◆ Exercise aim ◆
Reproduce everything in the Sri Lanka travel passage below from "As we were leaving" down to "for garbage collection.", keeping every word and mark unchanged.

As we were leaving the park we had a glimpse of Adam’s Peak sticking above the surrounding hills.
We’ve been surprised by many things in Sri Lanka; how organized, clean, advanced and friendly it is. We’ve seen garbage tucks in a few Sri Lankan cities, which in itself is a rare site in South Asia. In Nuwara Eliya, the garbage trucks play ‘It’s a Small World’ as they drive though the neighbourhoods collecting garbage! It’s such a funny and yet pleasant song for garbage collection.
Kandy was the capital of the Sinhalese Kingdom from the 16th to 19th centuries. They ruled from Kandy fighting against the Portuguese who were trying to convert the islanders to Christianity. Then the Sinhalese kings worked with the Dutch to get rid of the Portuguese. The Dutch were more content to control the ports which were critical to their spice trade. When the British conquered the Dutch, the Kandy dynasty also fell. The capital of Sri Lanka was moved to the British governed Colombo. Kandy, however, still proudly holds on to its title as the cultural capital of Sri Lanka. There are many art exhibits and dance shows in town. We went to watch a dance performance at the Kandy Cultural Centre. Local dancers dressed in bright costumes performed many traditional dances. The show included not just typical dances but also fire eating, fire walking and gymnastics which are a part of their traditions. It was a great show.
Kandy is situated around the man-made Kandy Lake which was built in 1807 by the last Sinhalese king. The lake is surrounded by a white parapet that is supposed to represent clouds. Many workers protested their working conditions when building the lake. To teach the other workers a lesson, the complainers were put to death. The island that was built in the middle of the lake was used for the King’s Harem so I suppose he considered the completion of the lake to be vital.

◆ Material shown ◆
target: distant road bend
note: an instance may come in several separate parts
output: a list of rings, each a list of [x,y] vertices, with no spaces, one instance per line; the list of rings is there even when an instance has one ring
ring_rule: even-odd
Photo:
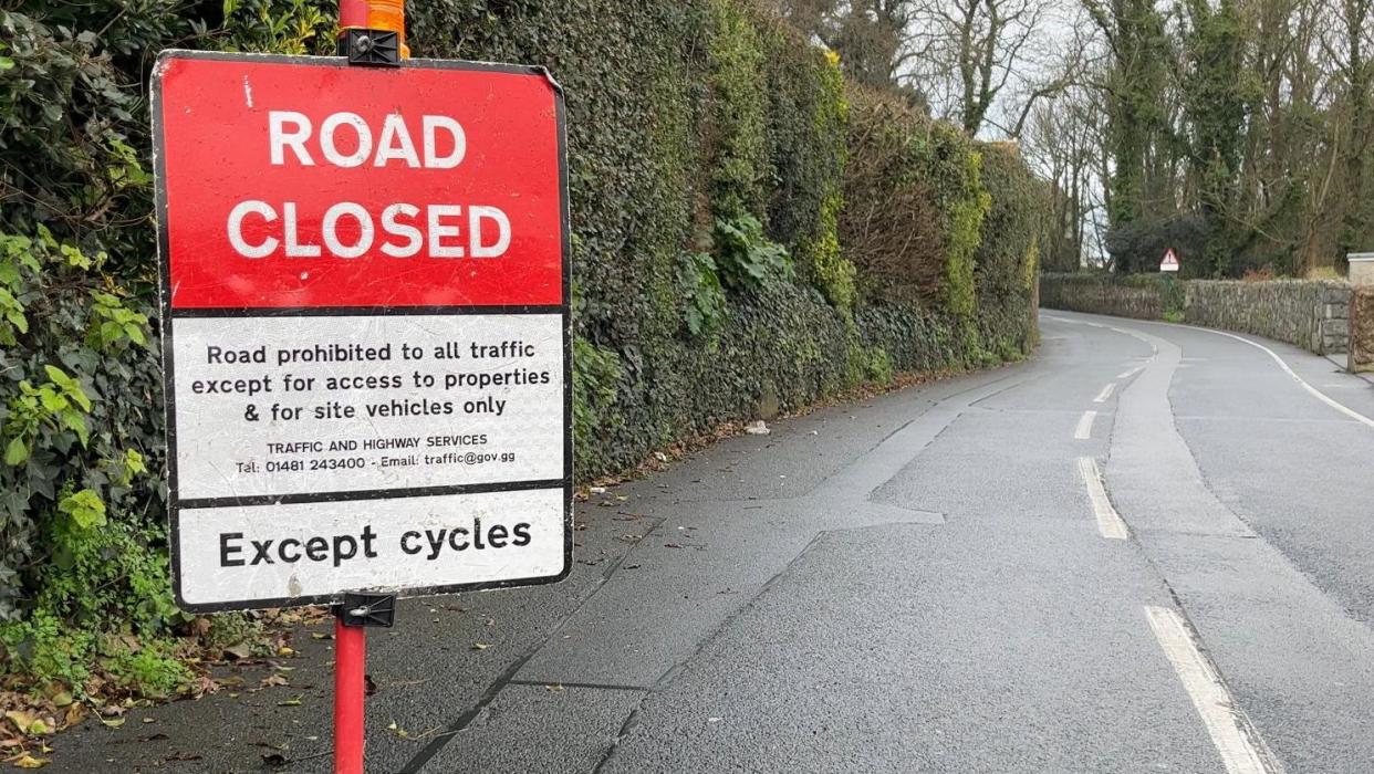
[[[370,723],[427,734],[374,733],[368,770],[1374,771],[1374,387],[1260,339],[1041,329],[594,497],[561,586],[408,604]],[[328,738],[260,704],[293,751]],[[195,734],[246,770],[240,711],[56,762]]]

◆ Solution to the exercise ◆
As we were leaving the park we had a glimpse of Adam’s Peak sticking above the surrounding hills.
We’ve been surprised by many things in Sri Lanka; how organized, clean, advanced and friendly it is. We’ve seen garbage tucks in a few Sri Lankan cities, which in itself is a rare site in South Asia. In Nuwara Eliya, the garbage trucks play ‘It’s a Small World’ as they drive though the neighbourhoods collecting garbage! It’s such a funny and yet pleasant song for garbage collection.